→ **EXERCISE 1**
Render the sentence "I saw later that it was a unique octagonal garden cloister." from the travel passage into French.
→ **EXERCISE 2**
Transcribe, word for word, the part of the travel passage that opens with the words containing "Dave! It’s a" and closes with "could not see.".
→ **EXERCISE 3**
According to the travel passage, roughly how long was the train ride to Padua?

We focus initially on this wonderful ceiling in a play of light and shadow. Then I happen to glance down at my feet.
Dave! It’s a meridian line! I’d seen it in another one of the churches yesterday, but theirs had Plexiglas over it, so we wouldn’t walk on it (it was in that church that didn’t allow photos), and here this was, just laid out in the hallway where anyone could walk on it.
Linea Meridiana.
We try to follow the directions given to us, but realize that we need to get back to catch our train, so leave the cloister for another day. I saw later that it was a unique octagonal garden cloister. Bless the web. And curse it, for showing me what I could not see.
The train we’ve chosen is just like this one: sleek and shiny and looking like a stalled slithering snake, there on the tracks. We’d grabbed a snack for lunch, then found our seats, and enjoyed the hour-long (about) ride to Padua.
Because we were in first class, a woman brought around a little cart with snacks, just like an airplane. Only our flight attendants don’t wear surgical gloves when they pass out the pretzels.

→ **INFORMATION SUPPLIED**
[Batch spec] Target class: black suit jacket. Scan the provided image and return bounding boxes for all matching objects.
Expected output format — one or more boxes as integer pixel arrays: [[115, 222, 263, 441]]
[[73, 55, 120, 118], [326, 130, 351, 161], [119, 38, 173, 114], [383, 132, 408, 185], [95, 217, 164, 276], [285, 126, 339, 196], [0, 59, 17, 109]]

→ **FULL OUTPUT 1**
J'ai vu plus tard que c'était un cloître-jardin octogonal unique.

→ **FULL OUTPUT 2**
Dave! It’s a meridian line! I’d seen it in another one of the churches yesterday, but theirs had Plexiglas over it, so we wouldn’t walk on it (it was in that church that didn’t allow photos), and here this was, just laid out in the hallway where anyone could walk on it.
Linea Meridiana.
We try to follow the directions given to us, but realize that we need to get back to catch our train, so leave the cloister for another day. I saw later that it was a unique octagonal garden cloister. Bless the web. And curse it, for showing me what I could not see.

→ **FULL OUTPUT 3**
About an hour.